Mme Colombe Brossel. C'est plutôt le Gouvernement qui fait de l'obstruction, sur un sujet aussi majeur que la réforme de l'audiovisuel public ! Voilà l'obstruction ! (Applaudissements sur les travées des groupes SER et GEST.)
M. le président. La parole est à Mme Laurence Rossignol, pour un rappel au règlement.
Mme Laurence Rossignol. Comme vient de le dire Colombe Brossel, c'est au moment où nous discutons de la liberté éditoriale et de la pluralité que Mme la ministre a jugé utile d'invoquer l'article 44, alinéa 3…
Si cette décision nous a surpris, il semblerait qu'elle n'ait pas surpris que nous, d'autant que nous aurions pu, avant que le Gouvernement n'utilise ce 49.3 sénatorial – car voilà bien de quoi il s'agit –, utiliser nombre de dispositions de notre propre règlement pour accélérer les débats, ce qui semble être votre volonté.
Pourquoi, sur une proposition de loi, c'est-à-dire un texte d'initiative parlementaire, le Sénat n'a-t-il pas eu recours, comme il l'a fait par le passé, à l'article 38 de notre règlement ? Cela aurait permis d'accélérer les débats !
Il s'agit là d'un nouveau coup de force de la part de la ministre alors que cette proposition de loi n'a pas été examinée à l'Assemblée nationale, car – je vais le redire, parce que cela n'a manifestement pas été compris par tout le monde – la ministre et une partie du Rassemblement national ont organisé une manœuvre pour éviter la tenue d'un débat ; alors qu'elle n'a pas été débattue en commission, voilà qu'elle n'est pas débattue en séance au Sénat !

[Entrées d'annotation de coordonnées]
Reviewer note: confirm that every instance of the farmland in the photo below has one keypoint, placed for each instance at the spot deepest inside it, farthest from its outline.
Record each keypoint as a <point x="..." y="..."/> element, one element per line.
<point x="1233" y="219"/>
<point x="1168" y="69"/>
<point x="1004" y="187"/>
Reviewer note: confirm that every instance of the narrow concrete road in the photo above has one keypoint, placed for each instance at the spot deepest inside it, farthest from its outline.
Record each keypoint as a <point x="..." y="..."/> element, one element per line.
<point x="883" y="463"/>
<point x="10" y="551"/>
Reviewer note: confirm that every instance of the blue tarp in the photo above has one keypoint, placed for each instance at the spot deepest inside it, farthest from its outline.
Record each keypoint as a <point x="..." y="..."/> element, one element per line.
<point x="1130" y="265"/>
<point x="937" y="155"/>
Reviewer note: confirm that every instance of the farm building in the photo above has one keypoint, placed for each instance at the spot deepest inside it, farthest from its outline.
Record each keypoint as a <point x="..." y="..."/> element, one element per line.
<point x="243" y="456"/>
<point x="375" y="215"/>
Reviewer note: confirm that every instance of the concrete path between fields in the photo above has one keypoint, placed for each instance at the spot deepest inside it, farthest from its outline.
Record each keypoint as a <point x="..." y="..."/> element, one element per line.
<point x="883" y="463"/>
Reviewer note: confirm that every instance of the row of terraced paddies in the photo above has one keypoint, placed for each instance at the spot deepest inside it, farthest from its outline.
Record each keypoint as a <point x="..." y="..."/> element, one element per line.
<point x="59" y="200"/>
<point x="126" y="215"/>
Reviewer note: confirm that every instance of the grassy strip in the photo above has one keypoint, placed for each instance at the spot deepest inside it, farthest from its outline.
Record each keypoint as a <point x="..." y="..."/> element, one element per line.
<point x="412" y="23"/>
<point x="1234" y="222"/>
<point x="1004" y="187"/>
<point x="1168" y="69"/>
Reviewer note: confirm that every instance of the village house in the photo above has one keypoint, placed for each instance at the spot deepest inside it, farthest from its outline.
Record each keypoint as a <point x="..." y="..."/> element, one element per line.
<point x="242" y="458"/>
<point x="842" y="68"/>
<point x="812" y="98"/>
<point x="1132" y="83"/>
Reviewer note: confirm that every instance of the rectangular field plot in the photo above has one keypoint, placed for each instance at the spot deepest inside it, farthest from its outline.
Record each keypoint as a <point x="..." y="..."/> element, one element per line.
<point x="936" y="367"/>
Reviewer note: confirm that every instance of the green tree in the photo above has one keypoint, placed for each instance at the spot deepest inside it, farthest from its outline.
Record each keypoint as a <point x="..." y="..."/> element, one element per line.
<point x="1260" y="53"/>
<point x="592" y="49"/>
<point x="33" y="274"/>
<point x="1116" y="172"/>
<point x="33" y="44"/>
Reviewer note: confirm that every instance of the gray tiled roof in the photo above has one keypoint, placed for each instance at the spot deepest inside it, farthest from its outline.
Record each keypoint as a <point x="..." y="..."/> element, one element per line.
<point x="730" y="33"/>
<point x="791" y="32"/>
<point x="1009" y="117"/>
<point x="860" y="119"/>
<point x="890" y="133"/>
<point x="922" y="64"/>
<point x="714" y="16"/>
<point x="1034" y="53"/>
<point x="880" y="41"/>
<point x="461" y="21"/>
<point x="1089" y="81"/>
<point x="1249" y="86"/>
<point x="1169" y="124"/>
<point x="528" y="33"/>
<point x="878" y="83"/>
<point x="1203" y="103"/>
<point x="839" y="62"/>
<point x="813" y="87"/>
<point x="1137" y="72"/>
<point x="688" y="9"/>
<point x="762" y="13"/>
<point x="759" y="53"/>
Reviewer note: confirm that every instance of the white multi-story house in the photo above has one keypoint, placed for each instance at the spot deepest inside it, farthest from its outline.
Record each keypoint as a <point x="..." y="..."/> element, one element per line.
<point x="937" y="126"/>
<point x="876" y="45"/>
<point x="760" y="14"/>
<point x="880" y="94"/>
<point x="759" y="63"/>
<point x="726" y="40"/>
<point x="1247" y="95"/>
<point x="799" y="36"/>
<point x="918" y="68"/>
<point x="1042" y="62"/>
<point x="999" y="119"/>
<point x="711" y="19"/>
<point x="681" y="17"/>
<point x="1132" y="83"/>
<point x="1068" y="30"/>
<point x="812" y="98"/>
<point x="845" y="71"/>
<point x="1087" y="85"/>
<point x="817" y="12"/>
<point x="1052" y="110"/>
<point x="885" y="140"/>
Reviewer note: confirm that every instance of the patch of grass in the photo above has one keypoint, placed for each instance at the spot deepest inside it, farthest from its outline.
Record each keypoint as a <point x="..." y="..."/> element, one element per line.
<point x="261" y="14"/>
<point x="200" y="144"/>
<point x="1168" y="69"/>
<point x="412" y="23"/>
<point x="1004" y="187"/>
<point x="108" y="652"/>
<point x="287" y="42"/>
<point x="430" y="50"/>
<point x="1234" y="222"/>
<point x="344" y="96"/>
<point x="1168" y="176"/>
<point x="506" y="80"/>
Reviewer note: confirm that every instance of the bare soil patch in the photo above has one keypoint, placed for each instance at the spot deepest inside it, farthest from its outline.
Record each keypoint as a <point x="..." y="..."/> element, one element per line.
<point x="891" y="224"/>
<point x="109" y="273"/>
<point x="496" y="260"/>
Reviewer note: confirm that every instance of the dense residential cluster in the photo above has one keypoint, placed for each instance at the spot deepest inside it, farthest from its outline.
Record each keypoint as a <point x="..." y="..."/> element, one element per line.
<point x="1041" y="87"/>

TÂCHES DEMANDÉES:
A - Pour chacune des affirmations suivantes, indiquez si l'extrait du débat sénatorial la confirme, en répondant par oui ou par non et en citant les mots décisifs du texte : (i) Mme Laurence Rossignol obtient la parole pour un rappel au règlement ; (ii) la ministre a invoqué l'article 38 du règlement ; (iii) la proposition de loi a été examinée à l'Assemblée nationale.
B - D'après l'extrait du débat sénatorial, à quel article de son règlement le Sénat aurait-il pu recourir pour accélérer les débats, selon Mme Laurence Rossignol ?
C - Prolongez l'extrait du débat sénatorial à partir de sa dernière phrase.

RÉPONSES ATTENDUES:
A -
(i) Oui : « La parole est à Mme Laurence Rossignol, pour un rappel au règlement. »
(ii) Non : « Mme la ministre a jugé utile d'invoquer l'article 44, alinéa 3 »
(iii) Non : « cette proposition de loi n'a pas été examinée à l'Assemblée nationale »

B - À l'article 38 du règlement du Sénat.

C -
Avant de parler de liberté de la presse, commencez donc par respecter les droits du Parlement ! Vous dites ne pas vouloir porter atteinte à la liberté de la presse : prouvez vos intentions ! Ce que vous infligez au Parlement aujourd'hui, c'est ce que vous voulez infliger demain à la presse : des restrictions de liberté, une mise sous tutelle et des coups de force comme celui que vous êtes en train de faire ! (Applaudissements sur les travées des groupes SER et GEST.)
M. le président. La parole est à M. Guillaume Gontard, pour un rappel au règlement.
M. Guillaume Gontard. Chers collègues de la majorité sénatoriale, à votre place, je ne serais pas très fier…
M. Roger Karoutchi. Oh si !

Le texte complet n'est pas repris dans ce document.